Referring expression grounding data:

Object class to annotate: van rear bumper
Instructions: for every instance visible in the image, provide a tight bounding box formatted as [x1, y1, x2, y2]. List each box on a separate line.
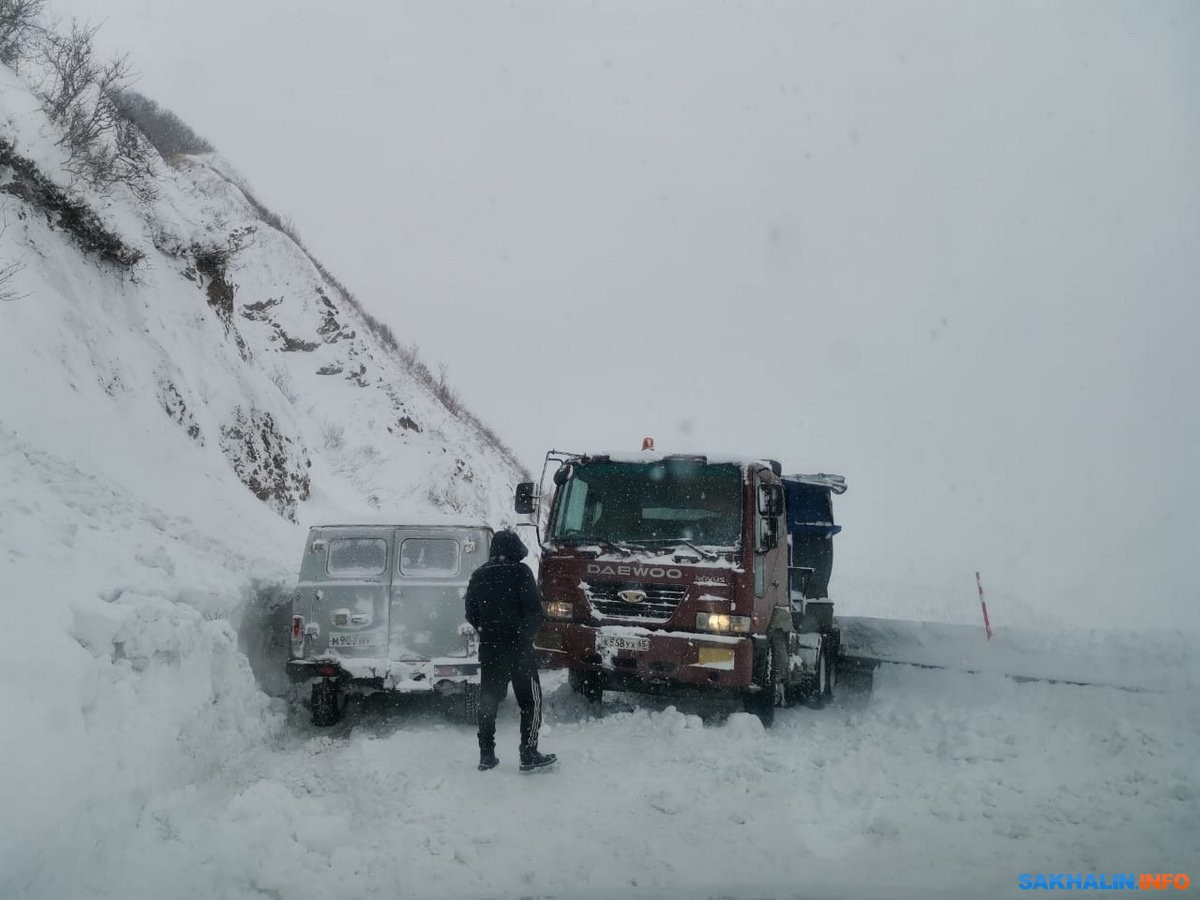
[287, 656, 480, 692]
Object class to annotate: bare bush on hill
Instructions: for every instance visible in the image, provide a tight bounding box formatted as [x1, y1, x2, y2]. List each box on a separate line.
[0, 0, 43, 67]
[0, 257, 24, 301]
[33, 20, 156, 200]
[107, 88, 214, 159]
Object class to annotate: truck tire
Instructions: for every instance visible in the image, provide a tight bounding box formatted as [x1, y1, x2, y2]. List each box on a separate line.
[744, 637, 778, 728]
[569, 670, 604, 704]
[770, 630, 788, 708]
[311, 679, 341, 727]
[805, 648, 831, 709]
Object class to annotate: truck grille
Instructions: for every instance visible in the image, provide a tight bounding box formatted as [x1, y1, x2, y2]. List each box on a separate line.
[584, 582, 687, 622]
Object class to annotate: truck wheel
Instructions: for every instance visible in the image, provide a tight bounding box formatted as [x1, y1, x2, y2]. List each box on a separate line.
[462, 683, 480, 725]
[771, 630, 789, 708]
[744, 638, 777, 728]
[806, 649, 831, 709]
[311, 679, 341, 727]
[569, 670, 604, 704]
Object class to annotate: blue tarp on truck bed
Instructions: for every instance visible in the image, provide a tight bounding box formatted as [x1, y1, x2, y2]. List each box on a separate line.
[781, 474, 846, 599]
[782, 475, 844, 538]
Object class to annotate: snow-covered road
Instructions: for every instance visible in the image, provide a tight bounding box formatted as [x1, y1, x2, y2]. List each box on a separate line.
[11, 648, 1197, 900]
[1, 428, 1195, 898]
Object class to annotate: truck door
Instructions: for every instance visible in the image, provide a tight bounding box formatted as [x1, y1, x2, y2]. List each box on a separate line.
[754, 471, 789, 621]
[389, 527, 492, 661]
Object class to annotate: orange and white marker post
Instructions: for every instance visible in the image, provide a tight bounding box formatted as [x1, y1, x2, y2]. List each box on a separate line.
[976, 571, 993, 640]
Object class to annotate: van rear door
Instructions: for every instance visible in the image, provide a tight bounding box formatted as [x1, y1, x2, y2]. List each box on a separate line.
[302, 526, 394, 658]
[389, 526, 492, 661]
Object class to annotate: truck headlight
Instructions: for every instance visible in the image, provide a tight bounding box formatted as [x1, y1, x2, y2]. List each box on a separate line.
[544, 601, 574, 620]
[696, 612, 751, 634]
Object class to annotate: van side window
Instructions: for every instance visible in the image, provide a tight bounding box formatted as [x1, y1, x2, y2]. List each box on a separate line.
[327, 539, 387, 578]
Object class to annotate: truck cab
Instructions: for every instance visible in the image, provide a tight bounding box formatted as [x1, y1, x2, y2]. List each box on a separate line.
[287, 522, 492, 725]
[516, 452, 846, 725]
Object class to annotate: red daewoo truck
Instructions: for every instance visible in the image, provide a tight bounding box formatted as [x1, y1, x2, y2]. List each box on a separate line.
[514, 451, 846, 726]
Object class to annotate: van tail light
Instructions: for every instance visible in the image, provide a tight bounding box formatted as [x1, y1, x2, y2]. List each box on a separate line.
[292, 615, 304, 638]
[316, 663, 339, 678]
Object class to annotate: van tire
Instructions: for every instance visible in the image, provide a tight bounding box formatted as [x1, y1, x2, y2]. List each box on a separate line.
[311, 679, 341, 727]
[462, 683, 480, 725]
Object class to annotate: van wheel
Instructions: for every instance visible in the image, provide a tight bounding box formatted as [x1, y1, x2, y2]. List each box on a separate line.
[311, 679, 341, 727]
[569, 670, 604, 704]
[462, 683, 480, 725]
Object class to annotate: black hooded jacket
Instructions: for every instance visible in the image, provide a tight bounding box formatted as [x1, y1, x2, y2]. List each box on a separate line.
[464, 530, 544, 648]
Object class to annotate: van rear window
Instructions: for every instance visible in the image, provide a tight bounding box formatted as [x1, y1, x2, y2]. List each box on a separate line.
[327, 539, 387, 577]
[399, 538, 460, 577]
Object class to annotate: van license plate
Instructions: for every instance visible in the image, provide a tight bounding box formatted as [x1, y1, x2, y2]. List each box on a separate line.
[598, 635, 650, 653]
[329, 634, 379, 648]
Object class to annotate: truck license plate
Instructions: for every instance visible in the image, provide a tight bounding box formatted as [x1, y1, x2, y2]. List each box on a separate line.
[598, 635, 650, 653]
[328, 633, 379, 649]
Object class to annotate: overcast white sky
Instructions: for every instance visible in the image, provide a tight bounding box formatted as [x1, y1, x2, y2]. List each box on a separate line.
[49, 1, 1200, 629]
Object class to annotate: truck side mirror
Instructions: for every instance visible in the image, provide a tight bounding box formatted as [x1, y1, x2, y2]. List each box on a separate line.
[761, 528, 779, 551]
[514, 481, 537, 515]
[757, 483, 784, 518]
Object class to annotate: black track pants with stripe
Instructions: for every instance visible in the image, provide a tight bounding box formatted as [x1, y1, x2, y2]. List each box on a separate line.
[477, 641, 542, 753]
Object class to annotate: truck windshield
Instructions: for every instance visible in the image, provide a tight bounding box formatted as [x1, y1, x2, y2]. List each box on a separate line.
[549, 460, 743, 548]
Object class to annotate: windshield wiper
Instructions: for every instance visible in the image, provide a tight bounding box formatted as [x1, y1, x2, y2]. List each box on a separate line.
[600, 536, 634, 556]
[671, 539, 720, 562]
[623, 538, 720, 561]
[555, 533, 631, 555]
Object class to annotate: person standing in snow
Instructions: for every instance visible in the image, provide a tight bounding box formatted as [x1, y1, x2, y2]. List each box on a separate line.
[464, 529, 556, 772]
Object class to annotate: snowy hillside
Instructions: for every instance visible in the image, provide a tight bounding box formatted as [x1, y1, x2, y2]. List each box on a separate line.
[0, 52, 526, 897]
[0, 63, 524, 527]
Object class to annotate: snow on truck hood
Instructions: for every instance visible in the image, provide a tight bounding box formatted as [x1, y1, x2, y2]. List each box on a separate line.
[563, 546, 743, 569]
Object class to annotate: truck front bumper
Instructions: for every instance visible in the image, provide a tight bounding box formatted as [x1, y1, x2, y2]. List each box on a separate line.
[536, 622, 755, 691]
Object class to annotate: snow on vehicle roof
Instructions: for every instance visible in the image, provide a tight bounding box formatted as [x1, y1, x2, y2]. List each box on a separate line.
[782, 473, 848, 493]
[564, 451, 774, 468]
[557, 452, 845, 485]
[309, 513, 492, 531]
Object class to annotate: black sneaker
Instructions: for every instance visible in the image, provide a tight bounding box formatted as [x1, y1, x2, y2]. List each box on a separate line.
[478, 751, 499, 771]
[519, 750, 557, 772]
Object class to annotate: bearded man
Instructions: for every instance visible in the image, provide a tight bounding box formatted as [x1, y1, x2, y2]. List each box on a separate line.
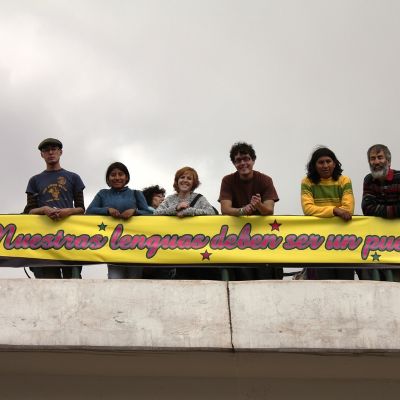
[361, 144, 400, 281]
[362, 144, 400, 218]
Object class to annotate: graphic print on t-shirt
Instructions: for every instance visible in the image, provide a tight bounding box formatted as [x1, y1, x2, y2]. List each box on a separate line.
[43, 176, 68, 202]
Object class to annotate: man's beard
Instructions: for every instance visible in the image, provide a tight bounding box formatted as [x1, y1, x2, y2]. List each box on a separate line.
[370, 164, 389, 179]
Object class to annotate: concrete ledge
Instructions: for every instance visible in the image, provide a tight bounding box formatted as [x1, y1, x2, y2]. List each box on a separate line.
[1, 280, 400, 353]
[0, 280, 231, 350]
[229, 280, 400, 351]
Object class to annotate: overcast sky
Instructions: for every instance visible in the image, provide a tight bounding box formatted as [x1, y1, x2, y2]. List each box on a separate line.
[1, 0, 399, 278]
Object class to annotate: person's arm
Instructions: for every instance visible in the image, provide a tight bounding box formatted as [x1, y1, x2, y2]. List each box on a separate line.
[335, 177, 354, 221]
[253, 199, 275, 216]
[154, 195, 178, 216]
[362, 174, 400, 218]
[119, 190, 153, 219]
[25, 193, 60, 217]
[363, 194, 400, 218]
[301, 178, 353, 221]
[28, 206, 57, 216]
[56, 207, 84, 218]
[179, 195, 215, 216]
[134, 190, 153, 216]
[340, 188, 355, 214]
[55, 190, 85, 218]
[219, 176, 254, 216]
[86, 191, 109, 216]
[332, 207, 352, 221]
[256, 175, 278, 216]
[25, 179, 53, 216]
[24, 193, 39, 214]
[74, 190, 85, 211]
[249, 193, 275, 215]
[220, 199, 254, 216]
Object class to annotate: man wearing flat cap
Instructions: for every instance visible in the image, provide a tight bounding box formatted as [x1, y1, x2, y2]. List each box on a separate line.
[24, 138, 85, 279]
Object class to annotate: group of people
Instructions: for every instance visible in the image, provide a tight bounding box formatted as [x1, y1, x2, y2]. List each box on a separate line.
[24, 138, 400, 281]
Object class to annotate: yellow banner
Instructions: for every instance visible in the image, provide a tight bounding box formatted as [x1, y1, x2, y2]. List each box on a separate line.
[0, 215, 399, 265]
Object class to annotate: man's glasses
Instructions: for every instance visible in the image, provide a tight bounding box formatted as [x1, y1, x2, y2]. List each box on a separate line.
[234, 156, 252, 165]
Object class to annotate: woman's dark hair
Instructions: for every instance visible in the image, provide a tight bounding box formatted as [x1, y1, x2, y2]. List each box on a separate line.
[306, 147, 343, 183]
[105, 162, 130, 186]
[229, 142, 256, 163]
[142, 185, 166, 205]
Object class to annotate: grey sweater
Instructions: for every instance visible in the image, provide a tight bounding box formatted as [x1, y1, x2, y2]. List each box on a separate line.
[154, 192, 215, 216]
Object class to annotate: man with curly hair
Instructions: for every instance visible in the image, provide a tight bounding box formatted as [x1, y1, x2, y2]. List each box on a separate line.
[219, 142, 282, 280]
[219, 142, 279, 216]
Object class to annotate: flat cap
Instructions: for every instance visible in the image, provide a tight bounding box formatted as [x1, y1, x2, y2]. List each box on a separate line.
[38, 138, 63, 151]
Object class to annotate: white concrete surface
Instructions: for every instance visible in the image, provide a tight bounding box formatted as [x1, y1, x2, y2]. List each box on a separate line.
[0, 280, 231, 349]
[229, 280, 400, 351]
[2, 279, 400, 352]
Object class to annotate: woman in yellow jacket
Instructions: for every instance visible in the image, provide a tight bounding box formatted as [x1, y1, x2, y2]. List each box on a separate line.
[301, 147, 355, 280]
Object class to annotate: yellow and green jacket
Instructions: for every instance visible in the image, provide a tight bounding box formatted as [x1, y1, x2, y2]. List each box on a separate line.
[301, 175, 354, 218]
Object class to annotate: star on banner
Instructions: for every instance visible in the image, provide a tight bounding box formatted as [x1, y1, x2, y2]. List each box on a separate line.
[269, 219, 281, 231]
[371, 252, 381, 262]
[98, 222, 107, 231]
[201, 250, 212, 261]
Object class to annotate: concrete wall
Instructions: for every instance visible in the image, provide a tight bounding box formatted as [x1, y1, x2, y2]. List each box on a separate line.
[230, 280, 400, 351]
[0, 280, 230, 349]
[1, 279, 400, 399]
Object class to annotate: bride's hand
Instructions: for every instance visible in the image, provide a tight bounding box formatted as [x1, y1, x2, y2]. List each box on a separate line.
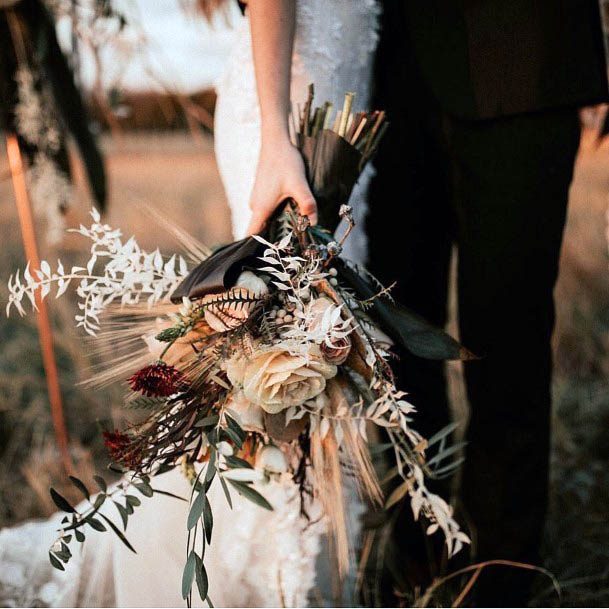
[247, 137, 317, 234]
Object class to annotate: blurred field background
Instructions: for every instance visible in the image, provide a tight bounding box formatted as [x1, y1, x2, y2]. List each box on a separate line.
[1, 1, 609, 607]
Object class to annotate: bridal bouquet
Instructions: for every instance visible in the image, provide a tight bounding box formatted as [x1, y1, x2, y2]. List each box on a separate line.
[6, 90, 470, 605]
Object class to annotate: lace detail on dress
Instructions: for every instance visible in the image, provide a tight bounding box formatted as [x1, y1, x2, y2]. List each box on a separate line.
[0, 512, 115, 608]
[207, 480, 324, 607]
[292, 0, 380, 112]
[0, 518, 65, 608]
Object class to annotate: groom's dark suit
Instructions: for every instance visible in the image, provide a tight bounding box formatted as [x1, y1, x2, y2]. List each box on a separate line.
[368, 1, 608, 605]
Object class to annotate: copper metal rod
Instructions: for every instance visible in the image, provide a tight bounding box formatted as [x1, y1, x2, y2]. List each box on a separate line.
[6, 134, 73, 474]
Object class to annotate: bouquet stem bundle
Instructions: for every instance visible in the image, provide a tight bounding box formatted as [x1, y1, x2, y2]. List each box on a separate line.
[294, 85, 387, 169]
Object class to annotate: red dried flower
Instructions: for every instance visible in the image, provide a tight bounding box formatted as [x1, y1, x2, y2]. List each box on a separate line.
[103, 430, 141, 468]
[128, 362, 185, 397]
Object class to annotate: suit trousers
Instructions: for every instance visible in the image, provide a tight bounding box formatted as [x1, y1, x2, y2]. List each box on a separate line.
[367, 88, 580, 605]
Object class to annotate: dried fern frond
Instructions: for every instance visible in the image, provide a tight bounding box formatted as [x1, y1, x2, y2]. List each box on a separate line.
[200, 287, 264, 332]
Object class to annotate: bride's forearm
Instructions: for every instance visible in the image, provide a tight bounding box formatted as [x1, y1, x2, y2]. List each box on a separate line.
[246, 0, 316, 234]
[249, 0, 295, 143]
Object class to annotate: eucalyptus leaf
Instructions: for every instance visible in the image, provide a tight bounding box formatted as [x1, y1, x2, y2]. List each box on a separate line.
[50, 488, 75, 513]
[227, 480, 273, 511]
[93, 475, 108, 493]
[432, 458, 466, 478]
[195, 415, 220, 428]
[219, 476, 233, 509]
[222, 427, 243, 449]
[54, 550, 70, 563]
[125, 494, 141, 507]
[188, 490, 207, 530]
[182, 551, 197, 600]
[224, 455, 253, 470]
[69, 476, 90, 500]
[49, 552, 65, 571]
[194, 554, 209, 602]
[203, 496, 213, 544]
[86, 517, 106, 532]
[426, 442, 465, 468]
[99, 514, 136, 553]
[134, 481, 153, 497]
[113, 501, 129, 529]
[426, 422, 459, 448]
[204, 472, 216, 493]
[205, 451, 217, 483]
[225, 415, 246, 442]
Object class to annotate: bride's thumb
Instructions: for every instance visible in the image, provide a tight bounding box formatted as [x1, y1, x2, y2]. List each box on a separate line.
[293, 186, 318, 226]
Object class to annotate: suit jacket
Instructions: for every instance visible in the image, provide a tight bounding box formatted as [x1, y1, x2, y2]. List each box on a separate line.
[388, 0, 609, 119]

→ Problem to solve
Wherever a line in the data above holds the word "concrete", copy that line.

→ Output
Object class to annotate: concrete ledge
Object class to annotate: white concrete surface
Object class to annotate: concrete wall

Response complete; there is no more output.